**** DATA TO EXAMINE

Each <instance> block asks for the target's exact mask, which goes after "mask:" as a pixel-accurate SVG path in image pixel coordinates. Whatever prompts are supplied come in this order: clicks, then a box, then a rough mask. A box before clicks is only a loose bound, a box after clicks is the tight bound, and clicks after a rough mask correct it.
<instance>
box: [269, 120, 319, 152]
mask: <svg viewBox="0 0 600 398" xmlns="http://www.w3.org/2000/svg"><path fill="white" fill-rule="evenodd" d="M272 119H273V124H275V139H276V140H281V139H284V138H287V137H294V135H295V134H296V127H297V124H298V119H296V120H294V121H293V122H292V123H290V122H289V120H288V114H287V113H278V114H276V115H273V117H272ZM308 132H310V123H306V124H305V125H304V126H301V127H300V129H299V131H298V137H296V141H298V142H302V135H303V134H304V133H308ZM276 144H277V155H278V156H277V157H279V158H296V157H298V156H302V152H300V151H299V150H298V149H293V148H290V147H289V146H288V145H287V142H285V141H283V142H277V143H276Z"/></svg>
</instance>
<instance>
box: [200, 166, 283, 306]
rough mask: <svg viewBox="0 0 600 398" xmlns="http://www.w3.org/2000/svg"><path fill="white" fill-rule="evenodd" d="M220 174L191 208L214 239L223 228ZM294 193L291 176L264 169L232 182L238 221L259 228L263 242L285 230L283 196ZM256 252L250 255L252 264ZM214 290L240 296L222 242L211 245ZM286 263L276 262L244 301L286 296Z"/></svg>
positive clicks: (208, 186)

********

◆ YOUR TASK
Extract from the data every line where "clicks" shows up.

◆ ANSWER TO THIS TASK
Each <instance> block asks for the target's exact mask, which goes after "mask:" as a pixel-accurate SVG path in image pixel coordinates. Whatever prompts are supplied come in this order: clicks, then a box, then a rough mask. A box before clicks is only a loose bound, a box after clicks is the tight bound, and clicks after a rough mask correct it.
positive clicks: (208, 186)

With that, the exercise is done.